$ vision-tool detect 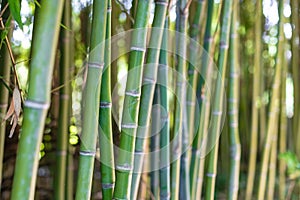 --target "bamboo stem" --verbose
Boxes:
[228,1,241,199]
[11,0,64,200]
[131,0,168,199]
[258,1,284,200]
[113,0,152,199]
[54,0,71,199]
[246,1,262,200]
[76,0,107,200]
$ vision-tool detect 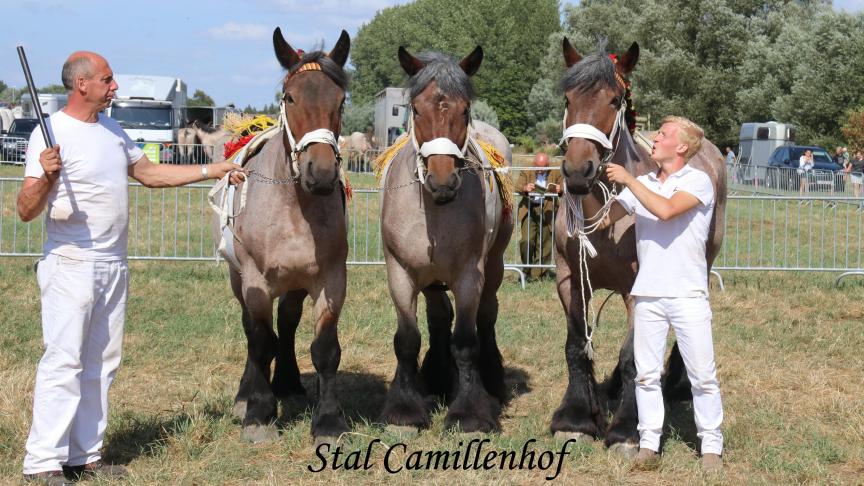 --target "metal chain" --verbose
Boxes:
[246,169,300,184]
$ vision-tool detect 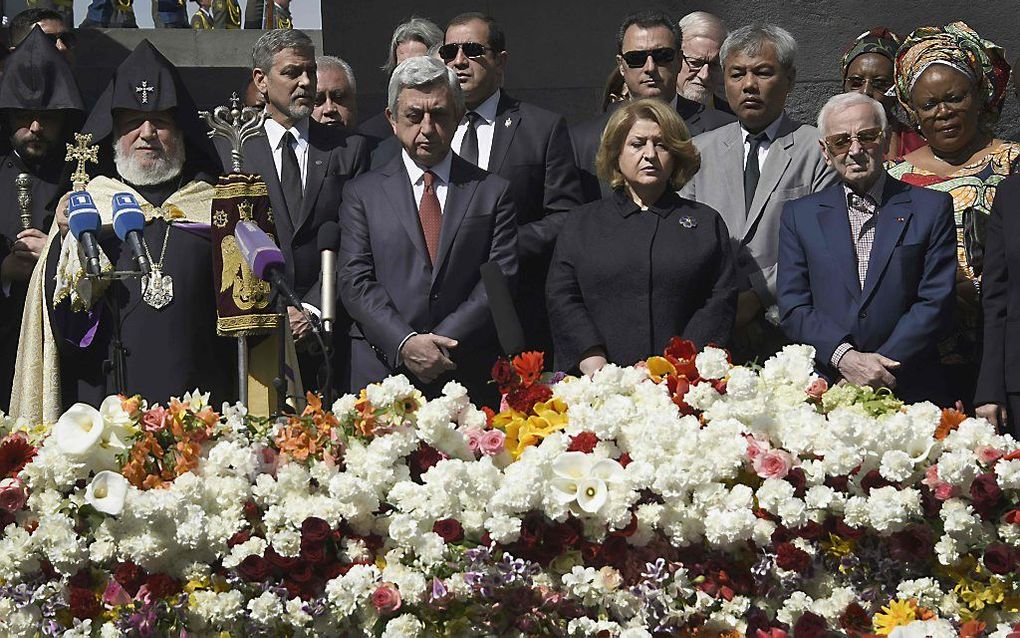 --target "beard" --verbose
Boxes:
[113,131,185,186]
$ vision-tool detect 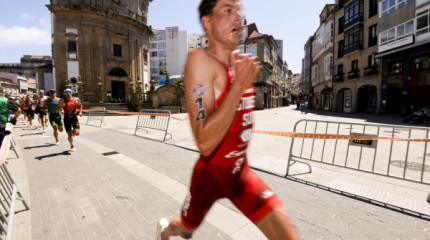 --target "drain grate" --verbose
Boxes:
[391,161,430,172]
[102,151,119,156]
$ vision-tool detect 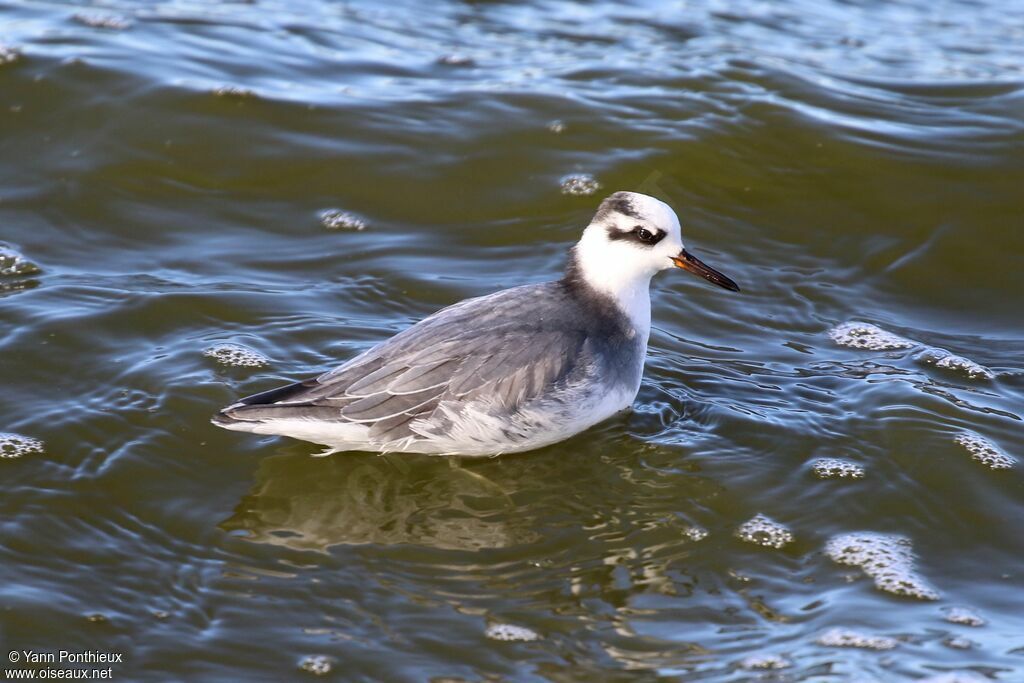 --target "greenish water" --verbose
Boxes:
[0,0,1024,681]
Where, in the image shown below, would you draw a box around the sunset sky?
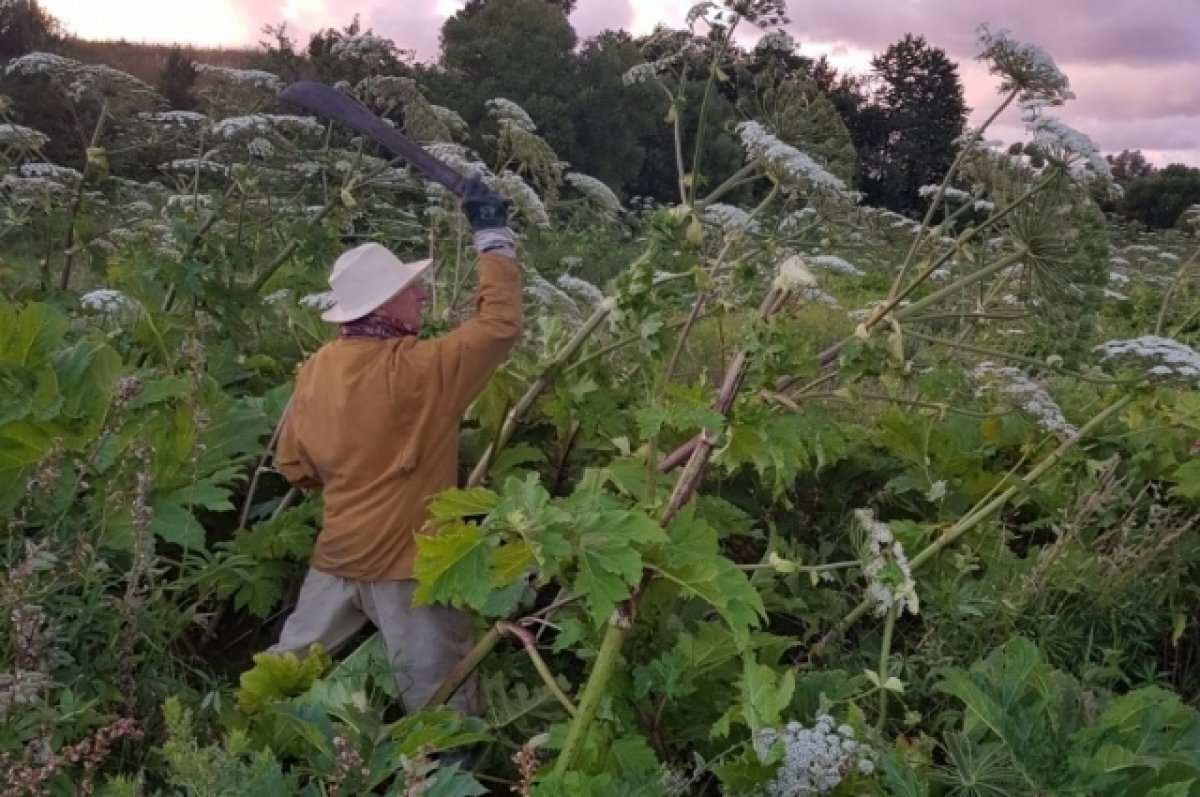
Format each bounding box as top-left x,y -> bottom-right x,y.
41,0 -> 1200,166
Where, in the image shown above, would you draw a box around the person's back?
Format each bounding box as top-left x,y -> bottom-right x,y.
271,180 -> 523,713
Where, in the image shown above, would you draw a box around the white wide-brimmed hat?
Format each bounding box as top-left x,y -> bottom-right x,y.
320,244 -> 433,324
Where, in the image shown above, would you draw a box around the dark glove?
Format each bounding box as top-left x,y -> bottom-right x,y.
462,178 -> 509,233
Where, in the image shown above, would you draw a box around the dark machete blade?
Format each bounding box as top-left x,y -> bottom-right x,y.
280,80 -> 466,197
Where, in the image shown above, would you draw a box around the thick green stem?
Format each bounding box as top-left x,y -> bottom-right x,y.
424,623 -> 500,708
905,329 -> 1138,385
468,299 -> 616,487
875,604 -> 896,733
496,621 -> 580,717
1154,250 -> 1200,335
554,615 -> 631,774
895,247 -> 1030,319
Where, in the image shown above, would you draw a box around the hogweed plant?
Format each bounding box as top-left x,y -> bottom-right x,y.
0,0 -> 1200,795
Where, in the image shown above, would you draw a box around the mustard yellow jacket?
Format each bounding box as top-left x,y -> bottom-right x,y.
276,254 -> 523,581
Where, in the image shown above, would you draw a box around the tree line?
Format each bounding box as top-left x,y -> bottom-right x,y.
0,0 -> 1200,227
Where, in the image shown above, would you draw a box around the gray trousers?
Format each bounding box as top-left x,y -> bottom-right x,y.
270,568 -> 480,715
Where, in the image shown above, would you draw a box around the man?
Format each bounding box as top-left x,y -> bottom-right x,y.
271,179 -> 522,714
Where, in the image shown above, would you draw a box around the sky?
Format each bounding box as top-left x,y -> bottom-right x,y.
41,0 -> 1200,166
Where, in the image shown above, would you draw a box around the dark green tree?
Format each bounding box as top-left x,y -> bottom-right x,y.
563,30 -> 662,193
1122,163 -> 1200,229
158,47 -> 196,110
1105,150 -> 1154,185
441,0 -> 578,155
0,0 -> 62,61
859,34 -> 967,212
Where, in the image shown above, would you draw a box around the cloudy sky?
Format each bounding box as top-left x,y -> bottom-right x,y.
41,0 -> 1200,166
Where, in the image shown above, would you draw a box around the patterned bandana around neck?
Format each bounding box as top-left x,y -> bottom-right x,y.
340,313 -> 416,340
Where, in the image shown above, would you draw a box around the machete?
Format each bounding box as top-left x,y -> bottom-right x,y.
280,80 -> 466,197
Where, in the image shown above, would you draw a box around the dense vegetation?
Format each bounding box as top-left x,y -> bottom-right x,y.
0,0 -> 1200,797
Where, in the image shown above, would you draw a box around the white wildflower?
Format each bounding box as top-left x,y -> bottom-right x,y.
485,97 -> 538,133
158,157 -> 229,174
976,23 -> 1075,106
296,290 -> 337,310
17,163 -> 83,184
1025,106 -> 1112,178
800,288 -> 841,310
854,509 -> 920,616
167,193 -> 212,212
192,61 -> 283,92
0,124 -> 50,151
524,269 -> 581,324
138,110 -> 210,130
754,714 -> 875,797
329,31 -> 396,61
737,121 -> 846,194
4,53 -> 83,74
212,114 -> 325,139
564,172 -> 624,215
772,254 -> 817,293
684,0 -> 716,28
808,254 -> 863,277
79,288 -> 138,313
971,361 -> 1079,437
755,30 -> 796,53
246,136 -> 275,157
558,274 -> 604,305
1094,335 -> 1200,385
779,208 -> 817,235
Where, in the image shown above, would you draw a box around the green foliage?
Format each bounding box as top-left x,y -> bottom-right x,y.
238,645 -> 330,714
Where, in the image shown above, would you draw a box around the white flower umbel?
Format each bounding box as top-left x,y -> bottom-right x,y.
976,23 -> 1075,106
1096,335 -> 1200,386
79,288 -> 138,313
558,276 -> 604,306
0,124 -> 50,151
754,30 -> 796,53
485,97 -> 538,133
524,269 -> 581,325
772,254 -> 817,293
425,142 -> 492,176
329,31 -> 396,61
192,61 -> 283,92
754,714 -> 875,797
808,254 -> 864,277
4,53 -> 83,74
737,121 -> 846,196
854,509 -> 920,617
296,290 -> 337,310
1025,104 -> 1112,179
138,110 -> 210,130
158,157 -> 229,174
212,114 -> 325,140
971,360 -> 1079,437
917,185 -> 971,202
564,172 -> 624,215
491,172 -> 550,229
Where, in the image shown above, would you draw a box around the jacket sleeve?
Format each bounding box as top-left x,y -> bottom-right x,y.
438,253 -> 524,413
275,368 -> 324,490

========================

## Objective:
Write out the lines above word for word, starting with the line containing "the dark glove?" and going on through the line containing "271,179 -> 522,714".

## Output of the exercise:
Where, in the image shown above, would you draw a box around the dark glove?
Format each bounding box as top-left x,y -> bottom-right x,y.
462,178 -> 509,233
Where, in the image shown above, would you draw a box around the dark machete blade?
Format each bounding box as top-left x,y -> bottom-right x,y.
280,80 -> 466,197
Where, in the image shown above, would you draw a box around the thick green stem?
Format each bounding box as top-left x,y -> bottom-right x,y.
424,623 -> 500,708
905,329 -> 1138,385
468,299 -> 616,487
875,604 -> 896,733
496,621 -> 580,717
1154,250 -> 1200,335
554,615 -> 631,774
895,247 -> 1030,319
Where, in the image shown above, would you draw a box around the hogweed plant?
Format each bounding box as top-left x,y -> bottom-right x,y.
0,0 -> 1200,795
Where, in the image shown above, would you draw a box around the mustard yellow jacket?
Format each bounding box as top-left x,y -> bottom-right x,y.
276,254 -> 523,581
Where, in the image shown above, would you draw a box around the tree line?
Format each bounding box as top-left x,y -> bottom-right x,y.
0,0 -> 1200,227
Where, in the image shown above, would you draw a box around the gray trousers?
Format each bounding box as top-left x,y -> bottom-right x,y.
270,568 -> 480,715
Where, in the image shown above, would you draw a box around the man?
Format each bounding box as top-left x,y -> bottom-right x,y.
271,179 -> 522,714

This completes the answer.